**TASKS AND EXERCISES**
1 - Retype the passage on condominium pet rules between "Be A Responsible" and "made your own.", inclusive.
2 - In the passage on condominium pet rules, which condominium documents are named as outlining how the condominium operates?
3 - Please proceed with the passage on condominium pet rules, writing on from the point where it stops.

As cities become more populated and land becomes more scarce, condominiums are becoming a home option of choice for many Canadians. For pet lovers who rent, condominiums are lifesavers, as most properties welcome animals. However, it’s best to be aware of all pet rules and regulations before purchasing or leasing a condominium as these vary per corporation.

Be A Responsible Resident
Familiarizing oneself with all aspects of a corporation’s operations will be beneficial in deciding if your chosen condominium is right for you and your family’s lifestyle. There have been many instances where owners moved into a condominium knowing all the rules relating to humans, but were unaware of the rules regarding pets. Condominium documents such as the Declaration, By-Laws, and Rules outline how the condominium operates and how the owners and their tenants operate within it, so it is important to review these documents when moving into a building with pets or bringing a furry friend back to a home you have already made your own.

**LISTED ENTRIES**

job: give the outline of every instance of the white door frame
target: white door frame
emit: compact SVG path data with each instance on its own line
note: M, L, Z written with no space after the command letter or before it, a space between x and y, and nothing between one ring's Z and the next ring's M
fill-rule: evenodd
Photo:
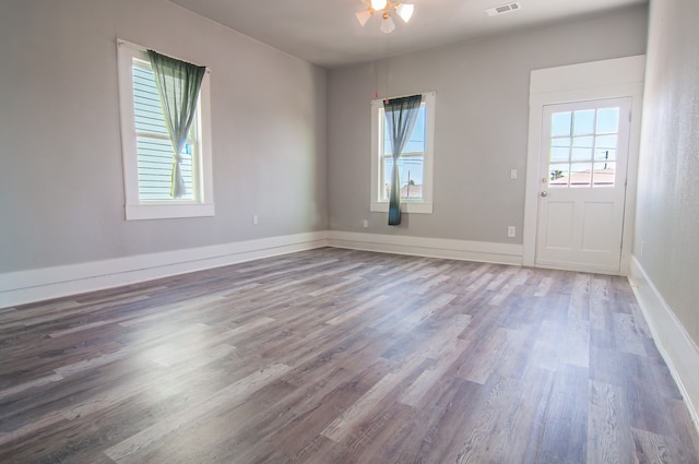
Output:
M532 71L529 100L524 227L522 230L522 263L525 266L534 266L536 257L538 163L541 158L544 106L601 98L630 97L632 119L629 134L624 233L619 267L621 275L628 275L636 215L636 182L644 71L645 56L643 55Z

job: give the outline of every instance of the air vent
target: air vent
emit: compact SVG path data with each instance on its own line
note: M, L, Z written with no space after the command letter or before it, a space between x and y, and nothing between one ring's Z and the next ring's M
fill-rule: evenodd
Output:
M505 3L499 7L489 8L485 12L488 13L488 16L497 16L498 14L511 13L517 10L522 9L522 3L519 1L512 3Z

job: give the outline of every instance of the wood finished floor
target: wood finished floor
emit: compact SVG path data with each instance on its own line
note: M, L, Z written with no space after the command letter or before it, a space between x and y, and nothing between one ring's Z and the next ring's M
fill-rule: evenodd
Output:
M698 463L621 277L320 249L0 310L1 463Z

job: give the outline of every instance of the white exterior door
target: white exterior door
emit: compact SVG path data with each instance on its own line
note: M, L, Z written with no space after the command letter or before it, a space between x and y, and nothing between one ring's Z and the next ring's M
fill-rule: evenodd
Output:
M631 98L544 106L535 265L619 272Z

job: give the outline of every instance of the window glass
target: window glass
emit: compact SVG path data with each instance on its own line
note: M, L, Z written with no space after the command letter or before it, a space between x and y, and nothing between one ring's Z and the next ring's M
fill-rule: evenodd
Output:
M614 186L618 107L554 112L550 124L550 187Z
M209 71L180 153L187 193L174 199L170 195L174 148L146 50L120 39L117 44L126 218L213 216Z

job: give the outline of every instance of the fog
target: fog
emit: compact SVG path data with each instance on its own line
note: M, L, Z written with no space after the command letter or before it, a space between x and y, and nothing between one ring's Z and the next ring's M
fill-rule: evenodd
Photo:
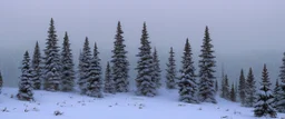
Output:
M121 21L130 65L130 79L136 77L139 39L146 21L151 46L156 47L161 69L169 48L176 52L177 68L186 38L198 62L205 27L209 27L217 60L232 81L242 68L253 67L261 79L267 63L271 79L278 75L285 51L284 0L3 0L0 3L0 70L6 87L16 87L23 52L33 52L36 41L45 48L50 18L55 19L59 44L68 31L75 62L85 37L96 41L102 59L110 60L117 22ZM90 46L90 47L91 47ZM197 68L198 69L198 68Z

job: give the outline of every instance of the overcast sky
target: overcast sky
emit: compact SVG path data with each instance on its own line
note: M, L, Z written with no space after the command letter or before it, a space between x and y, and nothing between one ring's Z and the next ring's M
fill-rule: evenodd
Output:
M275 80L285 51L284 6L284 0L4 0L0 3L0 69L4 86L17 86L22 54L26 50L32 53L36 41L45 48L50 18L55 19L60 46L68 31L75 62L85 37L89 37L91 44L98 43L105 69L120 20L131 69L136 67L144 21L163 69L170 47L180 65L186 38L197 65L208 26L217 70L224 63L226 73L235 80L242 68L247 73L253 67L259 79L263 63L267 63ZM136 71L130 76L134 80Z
==
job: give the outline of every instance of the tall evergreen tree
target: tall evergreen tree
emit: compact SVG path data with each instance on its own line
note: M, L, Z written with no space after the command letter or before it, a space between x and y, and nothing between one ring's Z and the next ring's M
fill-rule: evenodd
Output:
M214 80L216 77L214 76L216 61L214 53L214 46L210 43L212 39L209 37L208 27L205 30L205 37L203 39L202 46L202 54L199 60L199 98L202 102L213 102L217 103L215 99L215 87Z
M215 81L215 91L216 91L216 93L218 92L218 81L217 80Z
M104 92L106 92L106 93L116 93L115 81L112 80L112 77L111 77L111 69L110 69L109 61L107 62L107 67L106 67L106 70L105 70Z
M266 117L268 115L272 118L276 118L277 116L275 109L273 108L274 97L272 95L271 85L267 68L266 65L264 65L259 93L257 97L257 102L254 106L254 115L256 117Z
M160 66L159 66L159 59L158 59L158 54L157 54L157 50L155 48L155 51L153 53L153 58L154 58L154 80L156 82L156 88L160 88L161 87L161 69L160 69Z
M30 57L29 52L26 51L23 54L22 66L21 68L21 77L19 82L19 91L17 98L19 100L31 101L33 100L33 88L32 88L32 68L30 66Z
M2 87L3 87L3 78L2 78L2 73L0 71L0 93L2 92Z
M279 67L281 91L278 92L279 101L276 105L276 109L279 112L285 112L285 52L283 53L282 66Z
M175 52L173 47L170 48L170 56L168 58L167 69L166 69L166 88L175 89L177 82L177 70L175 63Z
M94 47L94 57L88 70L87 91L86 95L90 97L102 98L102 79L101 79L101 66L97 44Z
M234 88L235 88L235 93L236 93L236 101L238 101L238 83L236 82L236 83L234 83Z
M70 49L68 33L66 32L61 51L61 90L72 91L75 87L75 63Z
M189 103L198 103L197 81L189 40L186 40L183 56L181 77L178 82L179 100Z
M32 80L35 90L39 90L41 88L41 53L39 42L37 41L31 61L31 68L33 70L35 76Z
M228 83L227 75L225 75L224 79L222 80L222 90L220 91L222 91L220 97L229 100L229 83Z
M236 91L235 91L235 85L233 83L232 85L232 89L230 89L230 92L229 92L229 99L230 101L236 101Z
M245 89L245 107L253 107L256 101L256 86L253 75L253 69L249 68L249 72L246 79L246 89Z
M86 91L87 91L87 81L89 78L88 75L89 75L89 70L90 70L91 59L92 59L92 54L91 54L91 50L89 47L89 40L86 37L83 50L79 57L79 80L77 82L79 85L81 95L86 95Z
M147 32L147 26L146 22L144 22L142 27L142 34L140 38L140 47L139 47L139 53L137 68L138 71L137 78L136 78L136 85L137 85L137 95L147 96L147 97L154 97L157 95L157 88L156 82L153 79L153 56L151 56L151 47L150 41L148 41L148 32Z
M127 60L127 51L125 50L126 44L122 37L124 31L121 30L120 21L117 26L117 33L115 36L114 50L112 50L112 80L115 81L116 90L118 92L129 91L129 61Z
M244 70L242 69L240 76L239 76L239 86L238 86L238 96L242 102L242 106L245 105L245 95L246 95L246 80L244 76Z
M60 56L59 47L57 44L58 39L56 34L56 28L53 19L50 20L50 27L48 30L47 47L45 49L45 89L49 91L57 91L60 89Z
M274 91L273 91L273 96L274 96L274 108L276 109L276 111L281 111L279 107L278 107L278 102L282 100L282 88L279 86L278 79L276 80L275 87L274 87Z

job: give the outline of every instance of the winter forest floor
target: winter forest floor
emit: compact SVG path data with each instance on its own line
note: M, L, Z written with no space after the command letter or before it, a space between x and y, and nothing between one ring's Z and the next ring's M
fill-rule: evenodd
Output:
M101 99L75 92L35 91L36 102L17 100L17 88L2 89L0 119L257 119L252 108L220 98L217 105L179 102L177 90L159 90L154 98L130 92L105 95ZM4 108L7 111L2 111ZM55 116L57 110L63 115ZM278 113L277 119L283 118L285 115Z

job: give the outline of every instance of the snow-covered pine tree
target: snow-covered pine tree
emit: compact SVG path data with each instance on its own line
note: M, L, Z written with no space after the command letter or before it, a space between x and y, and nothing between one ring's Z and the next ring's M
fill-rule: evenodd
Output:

**SOLVED TASKS**
1 -
Be A Responsible Resident
Familiarizing oneself with all aspects of a corporation’s operations will be beneficial in deciding if your chosen condominium is right for you and your family’s lifestyle. There have been many instances where owners moved into a condominium knowing all the rules relating to humans, but were unaware of the rules regarding pets. Condominium documents such as the Declaration, By-Laws, and Rules outline how the condominium operates and how the owners and their tenants operate within it, so it is important to review these documents when moving into a building with pets or bringing a furry friend back to a home you have already made your own.

2 - The Declaration, By-Laws, and Rules.

3 -
An important note, the condominium board of directors shall enforce the rules in the corporation documents and owners shall follow the same once they become part of the condominium community. If someone is moving into a building and they have a dog, they should be aware of the rules of the condominium as these may well have an impact on their lives. Some corporation documents identify weight restrictions on pets, others have distinctions between what is considered a pet and what isn’t, and some ban pets outright. Many declarations have stipulations that pets must always be leashed on common areas mainly for the safety (and sanity) of all those in the community. These areas are called common for a reason – shared in common by all those in the condominium community. You may think your pet is cuddly and cute and would never hurt a fly, but there is someone out there scared to death of your poodle. Be kind and courteous when these rules are in place because you share the hallways and elevators with everyone and their enjoyment of these areas must be respected.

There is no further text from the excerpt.